AIM OF THE TASK: Set down exactly the lines that run from the line with "of the printed" to the end of the data, and nothing else.

MATERIALS PROVIDED:

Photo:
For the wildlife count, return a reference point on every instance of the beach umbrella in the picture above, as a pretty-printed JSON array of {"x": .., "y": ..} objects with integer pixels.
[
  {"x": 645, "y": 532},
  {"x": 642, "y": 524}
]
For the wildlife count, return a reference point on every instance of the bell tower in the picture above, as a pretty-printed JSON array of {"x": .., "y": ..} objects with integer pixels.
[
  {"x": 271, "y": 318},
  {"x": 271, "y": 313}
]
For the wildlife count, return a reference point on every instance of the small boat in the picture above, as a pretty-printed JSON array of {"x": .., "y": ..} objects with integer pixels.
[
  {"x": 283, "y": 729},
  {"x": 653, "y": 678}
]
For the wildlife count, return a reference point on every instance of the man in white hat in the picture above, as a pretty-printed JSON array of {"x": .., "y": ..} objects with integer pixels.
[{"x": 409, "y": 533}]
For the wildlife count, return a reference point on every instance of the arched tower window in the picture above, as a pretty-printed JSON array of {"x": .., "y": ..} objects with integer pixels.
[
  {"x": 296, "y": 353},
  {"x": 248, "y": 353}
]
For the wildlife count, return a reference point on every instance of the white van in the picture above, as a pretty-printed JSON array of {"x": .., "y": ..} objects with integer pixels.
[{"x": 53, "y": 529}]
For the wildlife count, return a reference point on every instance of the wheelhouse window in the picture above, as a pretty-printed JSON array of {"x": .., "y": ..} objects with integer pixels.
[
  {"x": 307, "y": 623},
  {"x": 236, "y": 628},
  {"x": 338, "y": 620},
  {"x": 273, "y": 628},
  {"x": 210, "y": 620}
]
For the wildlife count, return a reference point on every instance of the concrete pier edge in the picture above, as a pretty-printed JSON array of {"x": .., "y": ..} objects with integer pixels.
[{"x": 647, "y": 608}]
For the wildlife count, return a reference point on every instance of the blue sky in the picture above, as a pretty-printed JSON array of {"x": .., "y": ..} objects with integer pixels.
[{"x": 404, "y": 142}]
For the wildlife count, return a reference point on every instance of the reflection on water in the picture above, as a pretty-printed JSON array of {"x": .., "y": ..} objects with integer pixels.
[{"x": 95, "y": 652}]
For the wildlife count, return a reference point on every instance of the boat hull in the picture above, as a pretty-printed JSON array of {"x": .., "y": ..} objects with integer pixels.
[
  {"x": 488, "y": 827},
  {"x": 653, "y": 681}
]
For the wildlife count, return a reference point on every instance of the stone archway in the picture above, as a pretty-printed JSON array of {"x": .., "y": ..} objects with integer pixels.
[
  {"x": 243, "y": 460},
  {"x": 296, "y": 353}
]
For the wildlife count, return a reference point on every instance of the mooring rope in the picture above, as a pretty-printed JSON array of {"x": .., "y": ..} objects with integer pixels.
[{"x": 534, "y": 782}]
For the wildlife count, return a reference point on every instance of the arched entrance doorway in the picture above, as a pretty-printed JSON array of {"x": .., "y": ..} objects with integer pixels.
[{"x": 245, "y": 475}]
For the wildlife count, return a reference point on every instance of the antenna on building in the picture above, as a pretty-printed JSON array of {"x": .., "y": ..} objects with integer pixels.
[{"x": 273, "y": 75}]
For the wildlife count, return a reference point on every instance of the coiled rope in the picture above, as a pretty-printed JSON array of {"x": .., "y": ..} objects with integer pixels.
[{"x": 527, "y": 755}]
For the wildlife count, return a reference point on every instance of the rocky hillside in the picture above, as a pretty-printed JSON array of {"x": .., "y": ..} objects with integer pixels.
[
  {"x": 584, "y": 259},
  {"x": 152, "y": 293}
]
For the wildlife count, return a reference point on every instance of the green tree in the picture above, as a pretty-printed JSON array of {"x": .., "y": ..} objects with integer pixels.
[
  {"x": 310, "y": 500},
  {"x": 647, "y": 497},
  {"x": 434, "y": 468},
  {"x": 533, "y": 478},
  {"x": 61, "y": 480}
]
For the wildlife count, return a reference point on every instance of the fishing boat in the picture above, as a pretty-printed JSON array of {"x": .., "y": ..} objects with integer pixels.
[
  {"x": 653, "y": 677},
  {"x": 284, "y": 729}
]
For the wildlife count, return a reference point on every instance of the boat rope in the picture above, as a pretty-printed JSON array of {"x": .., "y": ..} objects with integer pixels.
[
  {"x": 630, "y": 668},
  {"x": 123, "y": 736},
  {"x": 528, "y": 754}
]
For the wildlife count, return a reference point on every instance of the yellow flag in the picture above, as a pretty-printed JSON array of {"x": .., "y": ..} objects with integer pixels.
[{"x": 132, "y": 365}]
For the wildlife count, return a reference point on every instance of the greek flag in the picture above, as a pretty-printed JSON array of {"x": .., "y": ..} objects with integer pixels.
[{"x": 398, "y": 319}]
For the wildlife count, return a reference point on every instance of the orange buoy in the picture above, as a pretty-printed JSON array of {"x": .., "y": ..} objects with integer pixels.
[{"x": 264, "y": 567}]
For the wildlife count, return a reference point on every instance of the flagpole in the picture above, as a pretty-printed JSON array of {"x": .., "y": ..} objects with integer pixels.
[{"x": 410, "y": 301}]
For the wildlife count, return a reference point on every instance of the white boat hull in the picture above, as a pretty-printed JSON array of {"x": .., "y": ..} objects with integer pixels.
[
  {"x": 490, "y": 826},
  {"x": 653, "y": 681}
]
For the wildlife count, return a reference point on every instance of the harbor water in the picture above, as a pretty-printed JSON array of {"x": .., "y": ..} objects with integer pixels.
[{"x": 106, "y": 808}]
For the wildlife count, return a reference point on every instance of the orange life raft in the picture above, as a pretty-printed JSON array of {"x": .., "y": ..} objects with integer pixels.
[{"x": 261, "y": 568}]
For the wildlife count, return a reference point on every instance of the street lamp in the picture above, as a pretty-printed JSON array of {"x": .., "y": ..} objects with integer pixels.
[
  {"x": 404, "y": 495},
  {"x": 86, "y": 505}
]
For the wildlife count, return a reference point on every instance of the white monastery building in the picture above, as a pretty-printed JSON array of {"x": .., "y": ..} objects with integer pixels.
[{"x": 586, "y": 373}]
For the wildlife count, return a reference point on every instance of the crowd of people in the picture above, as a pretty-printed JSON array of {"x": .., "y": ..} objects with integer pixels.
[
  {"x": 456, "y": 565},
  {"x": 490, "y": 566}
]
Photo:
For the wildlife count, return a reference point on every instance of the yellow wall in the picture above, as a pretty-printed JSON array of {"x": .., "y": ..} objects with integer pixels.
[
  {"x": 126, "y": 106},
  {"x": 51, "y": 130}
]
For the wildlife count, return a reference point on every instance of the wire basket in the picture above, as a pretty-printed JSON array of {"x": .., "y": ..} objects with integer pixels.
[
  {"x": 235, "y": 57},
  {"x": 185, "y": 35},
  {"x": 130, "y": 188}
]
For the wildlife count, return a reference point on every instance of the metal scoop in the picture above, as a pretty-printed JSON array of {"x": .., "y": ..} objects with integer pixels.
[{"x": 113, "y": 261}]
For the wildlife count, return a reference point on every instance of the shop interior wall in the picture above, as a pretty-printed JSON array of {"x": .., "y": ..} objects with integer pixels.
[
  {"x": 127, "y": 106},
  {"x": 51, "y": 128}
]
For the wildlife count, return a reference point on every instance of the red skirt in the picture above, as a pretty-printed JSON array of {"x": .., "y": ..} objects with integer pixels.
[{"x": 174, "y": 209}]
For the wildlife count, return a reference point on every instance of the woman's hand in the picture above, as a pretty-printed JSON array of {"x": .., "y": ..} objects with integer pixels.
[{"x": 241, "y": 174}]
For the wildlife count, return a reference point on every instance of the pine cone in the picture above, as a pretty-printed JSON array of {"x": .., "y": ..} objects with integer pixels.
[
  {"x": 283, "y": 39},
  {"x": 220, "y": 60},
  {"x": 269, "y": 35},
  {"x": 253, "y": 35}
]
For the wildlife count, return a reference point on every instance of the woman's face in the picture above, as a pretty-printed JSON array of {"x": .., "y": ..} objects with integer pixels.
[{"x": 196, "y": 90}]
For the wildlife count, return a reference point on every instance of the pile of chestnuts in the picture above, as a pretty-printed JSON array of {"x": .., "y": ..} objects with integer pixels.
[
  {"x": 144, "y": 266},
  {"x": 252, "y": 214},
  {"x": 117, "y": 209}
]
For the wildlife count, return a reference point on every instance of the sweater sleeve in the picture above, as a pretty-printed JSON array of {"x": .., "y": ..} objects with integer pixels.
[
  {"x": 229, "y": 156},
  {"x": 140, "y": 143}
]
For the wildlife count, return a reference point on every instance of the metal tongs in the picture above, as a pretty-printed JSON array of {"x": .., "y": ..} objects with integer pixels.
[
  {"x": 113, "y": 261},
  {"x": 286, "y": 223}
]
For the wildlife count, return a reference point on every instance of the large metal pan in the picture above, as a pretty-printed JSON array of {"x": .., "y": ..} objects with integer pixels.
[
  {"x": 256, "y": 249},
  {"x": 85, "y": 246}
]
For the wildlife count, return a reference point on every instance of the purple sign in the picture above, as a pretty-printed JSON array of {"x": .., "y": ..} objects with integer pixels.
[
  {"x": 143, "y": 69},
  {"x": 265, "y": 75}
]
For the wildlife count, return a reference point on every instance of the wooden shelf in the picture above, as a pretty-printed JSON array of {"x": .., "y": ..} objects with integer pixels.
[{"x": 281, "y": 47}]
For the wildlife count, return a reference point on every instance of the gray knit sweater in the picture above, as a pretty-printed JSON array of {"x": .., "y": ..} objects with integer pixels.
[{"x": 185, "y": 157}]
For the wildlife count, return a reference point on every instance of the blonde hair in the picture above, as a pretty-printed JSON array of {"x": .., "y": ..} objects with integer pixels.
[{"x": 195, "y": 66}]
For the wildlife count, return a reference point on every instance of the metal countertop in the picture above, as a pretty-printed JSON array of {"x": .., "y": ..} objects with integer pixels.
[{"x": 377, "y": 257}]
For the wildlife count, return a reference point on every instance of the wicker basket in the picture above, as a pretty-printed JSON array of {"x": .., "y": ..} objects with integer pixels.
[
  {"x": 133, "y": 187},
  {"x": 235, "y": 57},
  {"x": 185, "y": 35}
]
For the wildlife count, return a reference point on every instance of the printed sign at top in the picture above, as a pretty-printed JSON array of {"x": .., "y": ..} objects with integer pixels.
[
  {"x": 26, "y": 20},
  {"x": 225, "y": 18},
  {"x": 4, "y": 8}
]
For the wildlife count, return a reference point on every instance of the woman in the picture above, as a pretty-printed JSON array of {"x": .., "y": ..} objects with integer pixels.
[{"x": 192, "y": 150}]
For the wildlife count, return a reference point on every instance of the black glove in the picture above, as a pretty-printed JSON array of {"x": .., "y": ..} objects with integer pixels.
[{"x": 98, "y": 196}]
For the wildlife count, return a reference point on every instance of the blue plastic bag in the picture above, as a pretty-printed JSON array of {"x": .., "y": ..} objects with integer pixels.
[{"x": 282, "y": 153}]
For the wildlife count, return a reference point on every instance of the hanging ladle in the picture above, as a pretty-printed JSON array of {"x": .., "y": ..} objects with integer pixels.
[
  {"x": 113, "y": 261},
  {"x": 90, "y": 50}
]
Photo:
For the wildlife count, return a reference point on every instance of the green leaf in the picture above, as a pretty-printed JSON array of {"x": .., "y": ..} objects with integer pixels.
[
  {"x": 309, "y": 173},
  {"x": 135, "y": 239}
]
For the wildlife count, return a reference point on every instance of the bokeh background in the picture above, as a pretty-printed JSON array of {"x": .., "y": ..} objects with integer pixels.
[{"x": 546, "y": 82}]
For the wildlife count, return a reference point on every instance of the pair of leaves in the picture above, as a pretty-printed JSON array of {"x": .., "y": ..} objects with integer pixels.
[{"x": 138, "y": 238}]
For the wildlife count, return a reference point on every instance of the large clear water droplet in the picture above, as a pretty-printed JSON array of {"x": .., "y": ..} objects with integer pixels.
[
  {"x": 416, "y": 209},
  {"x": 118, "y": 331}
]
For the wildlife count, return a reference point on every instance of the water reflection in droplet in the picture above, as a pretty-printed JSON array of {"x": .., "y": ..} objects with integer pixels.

SOLUTION FOR THIS TASK:
For the wildlife count, return a reference point on every instance of the printed sign at top in the picture above, as a pretty-printed JSON array of {"x": .., "y": ..} objects with integer pixels.
[
  {"x": 26, "y": 20},
  {"x": 225, "y": 18},
  {"x": 4, "y": 8}
]
For the wildlife count, return a reference point on every instance of the woman in the picture above, as a pretty-printed JSON array of {"x": .., "y": ..} objects with integer pixels.
[{"x": 192, "y": 150}]
For the wildlife count, return a reference point on every instance of the black glove in the picture above, as a pretty-printed JSON array of {"x": .., "y": ..} objects with integer pixels.
[{"x": 98, "y": 196}]
For the wildlife count, return a reference point on every instance of the blue plastic bag in the picture above, as a pretty-printed JSON array of {"x": .., "y": ..} objects with integer pixels.
[{"x": 282, "y": 153}]
For the wildlife count, return a reference point on every instance of the hanging ladle in the picture above, as a pretty-printed JSON array of {"x": .., "y": ..} objects with integer pixels.
[
  {"x": 113, "y": 261},
  {"x": 90, "y": 50}
]
Photo:
For the wildlife count, return a reference point on every instance of the green leaf in the picture above, as a pretty-printed JSON array of {"x": .., "y": ..} objects with integer pixels.
[
  {"x": 309, "y": 173},
  {"x": 135, "y": 239}
]
For the wildlife count, return a reference point on every instance of the bokeh background in the picture above, as a pretty-printed JSON array of {"x": .., "y": ..} objects with integer pixels.
[{"x": 546, "y": 82}]
For the wildlife count, return a reference point on every instance of the pair of leaves in the picture above, as a pretty-printed JSON array of {"x": .., "y": ..} objects with integer pixels.
[{"x": 138, "y": 238}]
For the wildlife count, return a reference point on every instance of the large clear water droplet in the picture above, as a pretty-printed JSON array of {"x": .., "y": ..} objects with integer pixels.
[
  {"x": 416, "y": 209},
  {"x": 118, "y": 331}
]
For the wildlife count, return a reference point on every instance of the water reflection in droplet in the picture above, as a pretty-printed JSON array of {"x": .., "y": ..} objects with integer pixels.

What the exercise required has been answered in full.